*Problem to solve*.
Count the lines below that contain the word "output". Reply with the number alone.

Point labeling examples
───
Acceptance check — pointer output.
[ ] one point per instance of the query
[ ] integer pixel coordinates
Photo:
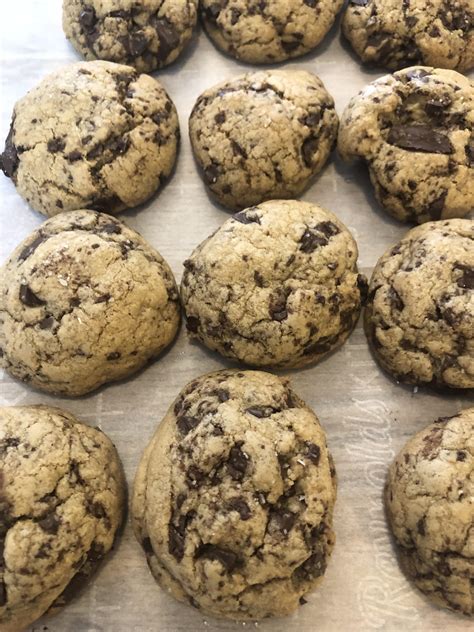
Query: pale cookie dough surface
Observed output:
(394, 34)
(429, 505)
(268, 31)
(276, 285)
(62, 496)
(146, 34)
(84, 300)
(234, 497)
(415, 131)
(420, 309)
(91, 135)
(263, 135)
───
*The answer*.
2